_Task to complete_:
Search the records for the word "target" and copy each line in which it appears.

------ Records to process

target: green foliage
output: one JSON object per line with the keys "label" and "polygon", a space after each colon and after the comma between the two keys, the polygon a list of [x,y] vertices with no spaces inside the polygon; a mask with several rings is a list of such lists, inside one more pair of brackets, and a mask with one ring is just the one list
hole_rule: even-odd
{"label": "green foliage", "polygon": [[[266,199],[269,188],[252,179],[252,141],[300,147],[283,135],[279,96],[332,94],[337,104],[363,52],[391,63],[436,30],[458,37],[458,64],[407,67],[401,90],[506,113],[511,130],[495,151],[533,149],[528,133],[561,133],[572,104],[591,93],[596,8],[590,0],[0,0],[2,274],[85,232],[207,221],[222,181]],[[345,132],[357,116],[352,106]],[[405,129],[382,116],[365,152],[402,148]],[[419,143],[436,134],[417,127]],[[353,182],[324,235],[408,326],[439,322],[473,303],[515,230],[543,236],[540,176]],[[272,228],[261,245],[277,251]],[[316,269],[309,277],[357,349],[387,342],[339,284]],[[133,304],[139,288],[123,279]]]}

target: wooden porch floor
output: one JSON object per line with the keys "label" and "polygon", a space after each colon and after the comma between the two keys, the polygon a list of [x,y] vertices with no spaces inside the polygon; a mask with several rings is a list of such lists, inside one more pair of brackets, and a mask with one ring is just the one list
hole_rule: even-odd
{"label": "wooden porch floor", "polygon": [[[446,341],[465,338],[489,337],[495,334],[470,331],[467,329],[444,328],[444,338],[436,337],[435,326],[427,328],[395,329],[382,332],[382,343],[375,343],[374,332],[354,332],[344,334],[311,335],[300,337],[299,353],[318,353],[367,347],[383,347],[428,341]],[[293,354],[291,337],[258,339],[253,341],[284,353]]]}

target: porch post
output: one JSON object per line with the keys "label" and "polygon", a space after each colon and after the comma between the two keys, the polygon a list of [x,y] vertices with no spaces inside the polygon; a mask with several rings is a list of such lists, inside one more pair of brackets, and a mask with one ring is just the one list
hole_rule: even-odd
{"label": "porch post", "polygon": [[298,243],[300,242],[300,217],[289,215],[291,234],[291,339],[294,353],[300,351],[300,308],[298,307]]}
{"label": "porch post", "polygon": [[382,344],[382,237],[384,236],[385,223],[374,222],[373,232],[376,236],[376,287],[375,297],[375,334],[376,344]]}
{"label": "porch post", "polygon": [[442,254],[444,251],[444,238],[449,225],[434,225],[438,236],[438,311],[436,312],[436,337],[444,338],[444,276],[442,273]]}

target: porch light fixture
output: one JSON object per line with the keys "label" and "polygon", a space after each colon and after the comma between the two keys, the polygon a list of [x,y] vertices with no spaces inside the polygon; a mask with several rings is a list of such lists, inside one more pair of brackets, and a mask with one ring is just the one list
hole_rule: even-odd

------------

_Solved problem_:
target: green foliage
target: wooden porch floor
target: porch post
target: porch light fixture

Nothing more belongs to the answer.